_Data to process_
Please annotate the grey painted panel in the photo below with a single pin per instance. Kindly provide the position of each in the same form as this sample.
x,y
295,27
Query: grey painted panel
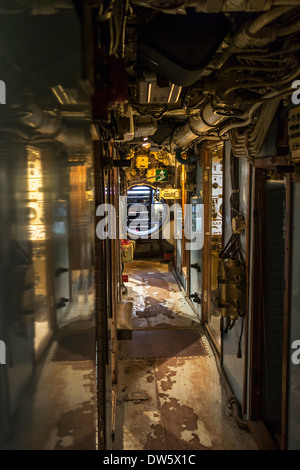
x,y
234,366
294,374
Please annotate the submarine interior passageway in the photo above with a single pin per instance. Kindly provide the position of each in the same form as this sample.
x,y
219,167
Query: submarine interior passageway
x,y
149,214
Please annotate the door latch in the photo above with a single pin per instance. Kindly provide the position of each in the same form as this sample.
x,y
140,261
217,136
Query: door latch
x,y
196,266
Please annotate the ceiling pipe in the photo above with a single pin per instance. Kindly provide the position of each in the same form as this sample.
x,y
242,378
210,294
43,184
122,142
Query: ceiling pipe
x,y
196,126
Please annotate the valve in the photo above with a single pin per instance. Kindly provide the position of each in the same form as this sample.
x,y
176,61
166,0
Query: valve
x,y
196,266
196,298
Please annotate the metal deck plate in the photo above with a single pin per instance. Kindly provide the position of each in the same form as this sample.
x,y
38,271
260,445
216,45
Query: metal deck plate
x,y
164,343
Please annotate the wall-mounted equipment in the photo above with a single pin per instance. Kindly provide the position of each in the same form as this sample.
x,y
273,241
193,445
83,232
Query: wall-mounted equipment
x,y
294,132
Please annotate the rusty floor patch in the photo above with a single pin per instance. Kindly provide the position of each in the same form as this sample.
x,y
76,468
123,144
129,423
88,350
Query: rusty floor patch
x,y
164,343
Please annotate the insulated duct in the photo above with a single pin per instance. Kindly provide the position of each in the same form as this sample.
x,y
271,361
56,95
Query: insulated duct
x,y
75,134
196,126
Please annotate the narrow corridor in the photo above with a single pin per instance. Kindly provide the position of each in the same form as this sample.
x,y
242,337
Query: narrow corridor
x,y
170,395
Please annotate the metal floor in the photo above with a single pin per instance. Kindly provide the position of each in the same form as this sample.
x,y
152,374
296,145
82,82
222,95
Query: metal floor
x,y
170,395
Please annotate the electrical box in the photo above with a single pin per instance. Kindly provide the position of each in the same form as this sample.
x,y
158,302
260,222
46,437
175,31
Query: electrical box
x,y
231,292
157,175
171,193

--

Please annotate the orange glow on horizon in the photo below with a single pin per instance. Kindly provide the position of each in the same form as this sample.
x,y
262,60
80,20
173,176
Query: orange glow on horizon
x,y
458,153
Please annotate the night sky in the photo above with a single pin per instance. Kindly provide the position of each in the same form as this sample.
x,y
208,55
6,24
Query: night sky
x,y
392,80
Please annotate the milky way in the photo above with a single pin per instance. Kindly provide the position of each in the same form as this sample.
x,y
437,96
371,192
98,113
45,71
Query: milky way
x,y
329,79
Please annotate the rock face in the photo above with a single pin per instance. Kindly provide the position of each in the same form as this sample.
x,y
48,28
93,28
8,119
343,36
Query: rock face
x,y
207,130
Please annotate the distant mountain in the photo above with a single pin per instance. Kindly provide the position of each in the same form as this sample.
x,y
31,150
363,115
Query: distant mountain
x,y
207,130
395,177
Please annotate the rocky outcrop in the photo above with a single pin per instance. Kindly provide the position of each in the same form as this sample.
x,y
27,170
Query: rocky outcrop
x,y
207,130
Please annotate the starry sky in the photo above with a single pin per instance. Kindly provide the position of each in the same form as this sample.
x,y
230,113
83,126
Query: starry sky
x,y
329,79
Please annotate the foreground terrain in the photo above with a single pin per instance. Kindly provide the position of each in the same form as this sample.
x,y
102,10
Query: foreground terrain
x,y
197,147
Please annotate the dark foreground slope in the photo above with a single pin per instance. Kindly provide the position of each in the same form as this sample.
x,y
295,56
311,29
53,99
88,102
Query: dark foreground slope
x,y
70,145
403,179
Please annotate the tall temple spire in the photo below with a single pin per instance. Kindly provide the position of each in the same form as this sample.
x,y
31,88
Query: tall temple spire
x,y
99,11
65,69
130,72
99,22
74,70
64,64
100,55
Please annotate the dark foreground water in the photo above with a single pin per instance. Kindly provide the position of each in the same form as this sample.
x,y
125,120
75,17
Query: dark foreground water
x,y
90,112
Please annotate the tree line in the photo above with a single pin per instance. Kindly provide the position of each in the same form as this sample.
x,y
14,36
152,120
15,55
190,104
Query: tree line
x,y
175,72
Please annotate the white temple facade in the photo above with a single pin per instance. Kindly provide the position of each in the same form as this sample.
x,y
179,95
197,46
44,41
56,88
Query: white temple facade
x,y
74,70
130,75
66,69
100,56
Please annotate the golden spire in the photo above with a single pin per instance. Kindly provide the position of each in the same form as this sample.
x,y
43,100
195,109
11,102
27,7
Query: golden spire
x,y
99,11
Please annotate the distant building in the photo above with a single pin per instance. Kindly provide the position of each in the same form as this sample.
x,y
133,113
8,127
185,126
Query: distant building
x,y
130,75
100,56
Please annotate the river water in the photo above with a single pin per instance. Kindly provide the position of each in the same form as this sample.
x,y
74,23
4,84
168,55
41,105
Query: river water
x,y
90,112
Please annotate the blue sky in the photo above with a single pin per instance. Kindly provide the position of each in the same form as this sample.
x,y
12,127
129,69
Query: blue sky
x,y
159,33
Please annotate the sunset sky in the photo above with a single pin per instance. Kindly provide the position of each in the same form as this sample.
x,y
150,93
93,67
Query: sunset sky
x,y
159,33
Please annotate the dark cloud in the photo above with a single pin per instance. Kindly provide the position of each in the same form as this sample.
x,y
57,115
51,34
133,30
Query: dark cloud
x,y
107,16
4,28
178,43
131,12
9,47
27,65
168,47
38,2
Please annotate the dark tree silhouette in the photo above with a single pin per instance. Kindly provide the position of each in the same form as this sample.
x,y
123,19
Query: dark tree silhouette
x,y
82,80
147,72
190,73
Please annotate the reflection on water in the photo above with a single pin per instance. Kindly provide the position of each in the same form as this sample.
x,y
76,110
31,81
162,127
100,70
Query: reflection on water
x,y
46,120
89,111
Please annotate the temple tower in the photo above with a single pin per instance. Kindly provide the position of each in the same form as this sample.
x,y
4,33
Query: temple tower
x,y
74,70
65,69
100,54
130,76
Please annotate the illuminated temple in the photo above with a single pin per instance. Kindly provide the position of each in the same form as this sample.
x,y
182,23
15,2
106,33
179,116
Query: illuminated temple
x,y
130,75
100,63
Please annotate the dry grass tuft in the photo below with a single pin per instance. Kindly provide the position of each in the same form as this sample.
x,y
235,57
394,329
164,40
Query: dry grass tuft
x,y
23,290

...

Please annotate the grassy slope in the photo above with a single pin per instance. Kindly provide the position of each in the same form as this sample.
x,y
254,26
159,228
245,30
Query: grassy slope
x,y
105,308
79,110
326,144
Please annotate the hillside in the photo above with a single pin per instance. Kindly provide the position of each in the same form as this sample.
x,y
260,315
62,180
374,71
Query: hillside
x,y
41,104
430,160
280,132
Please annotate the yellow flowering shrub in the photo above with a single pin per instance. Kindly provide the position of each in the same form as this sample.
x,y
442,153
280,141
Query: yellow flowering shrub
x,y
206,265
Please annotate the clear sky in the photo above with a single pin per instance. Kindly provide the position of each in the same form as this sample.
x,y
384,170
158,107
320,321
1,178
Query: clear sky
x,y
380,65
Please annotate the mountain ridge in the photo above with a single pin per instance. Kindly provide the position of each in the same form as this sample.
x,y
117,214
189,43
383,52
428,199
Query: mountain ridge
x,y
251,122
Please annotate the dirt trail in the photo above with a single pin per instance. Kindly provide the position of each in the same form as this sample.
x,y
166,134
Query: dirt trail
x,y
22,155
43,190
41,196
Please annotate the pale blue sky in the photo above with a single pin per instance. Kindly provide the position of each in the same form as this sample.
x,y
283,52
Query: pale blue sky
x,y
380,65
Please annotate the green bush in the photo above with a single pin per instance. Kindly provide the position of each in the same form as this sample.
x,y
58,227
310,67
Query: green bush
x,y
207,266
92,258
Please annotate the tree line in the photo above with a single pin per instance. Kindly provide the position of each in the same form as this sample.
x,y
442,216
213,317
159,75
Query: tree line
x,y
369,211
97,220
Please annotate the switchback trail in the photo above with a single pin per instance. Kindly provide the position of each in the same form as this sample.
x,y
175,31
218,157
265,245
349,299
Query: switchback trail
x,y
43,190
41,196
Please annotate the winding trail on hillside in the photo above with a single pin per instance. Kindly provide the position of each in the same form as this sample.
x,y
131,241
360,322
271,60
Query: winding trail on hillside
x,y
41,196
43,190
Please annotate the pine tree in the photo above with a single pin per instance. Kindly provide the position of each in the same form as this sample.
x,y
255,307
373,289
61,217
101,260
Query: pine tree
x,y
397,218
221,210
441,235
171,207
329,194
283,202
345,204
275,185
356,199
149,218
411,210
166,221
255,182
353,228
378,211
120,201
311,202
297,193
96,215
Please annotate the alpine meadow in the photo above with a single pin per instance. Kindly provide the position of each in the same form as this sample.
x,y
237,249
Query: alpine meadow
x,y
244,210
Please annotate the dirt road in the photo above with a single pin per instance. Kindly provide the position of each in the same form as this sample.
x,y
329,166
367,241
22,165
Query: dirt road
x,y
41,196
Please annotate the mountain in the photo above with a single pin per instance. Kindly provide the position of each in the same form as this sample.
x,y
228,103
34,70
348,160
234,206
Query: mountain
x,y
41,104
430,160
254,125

_Exercise task_
List each line in the rows above that contains the string "reflection", treating uppercase and lowercase letters as different.

_The answer_
Please annotate the reflection on water in the photo above with a single pin per instance. Kindly provide the position of each in the same form as this sample.
Query: reflection on water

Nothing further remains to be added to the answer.